Problem statement: Can you rewrite the rows below as a two-column CSV with the headers "prompt" and "mask", with one line for each row? Put the request text under "prompt" and its answer under "mask", each as a single quoted field with line breaks replaced by spaces.

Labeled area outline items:
= = = =

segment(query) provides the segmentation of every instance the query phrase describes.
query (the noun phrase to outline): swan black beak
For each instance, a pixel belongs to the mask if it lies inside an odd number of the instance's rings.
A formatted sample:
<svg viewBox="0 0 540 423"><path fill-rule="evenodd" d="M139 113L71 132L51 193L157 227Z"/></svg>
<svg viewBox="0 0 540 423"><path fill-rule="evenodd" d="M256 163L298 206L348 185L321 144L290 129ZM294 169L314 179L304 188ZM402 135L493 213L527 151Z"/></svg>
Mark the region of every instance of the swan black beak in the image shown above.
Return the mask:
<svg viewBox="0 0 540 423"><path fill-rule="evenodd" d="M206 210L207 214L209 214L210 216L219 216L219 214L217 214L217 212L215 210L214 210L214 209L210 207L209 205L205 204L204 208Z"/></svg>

= = = =

Exercise result:
prompt,mask
"segment(query) provides the segmentation of every instance the query phrase describes. query (the noun phrase to outline): swan black beak For each instance, a pixel belongs to the mask if it lies inside an odd number of the instance's rings. A formatted sample: <svg viewBox=""0 0 540 423""><path fill-rule=""evenodd"" d=""M139 113L71 132L51 193L157 227Z""/></svg> <svg viewBox=""0 0 540 423""><path fill-rule=""evenodd"" d=""M256 163L298 206L348 185L321 144L290 129ZM294 169L314 179L304 188ZM402 135L493 213L527 151Z""/></svg> Mark the region of every instance of the swan black beak in the image shown above. Return the mask:","<svg viewBox=""0 0 540 423""><path fill-rule=""evenodd"" d=""M206 210L207 214L209 214L210 216L219 216L219 214L217 214L217 212L215 210L214 210L214 209L210 207L209 205L205 204L204 208Z""/></svg>"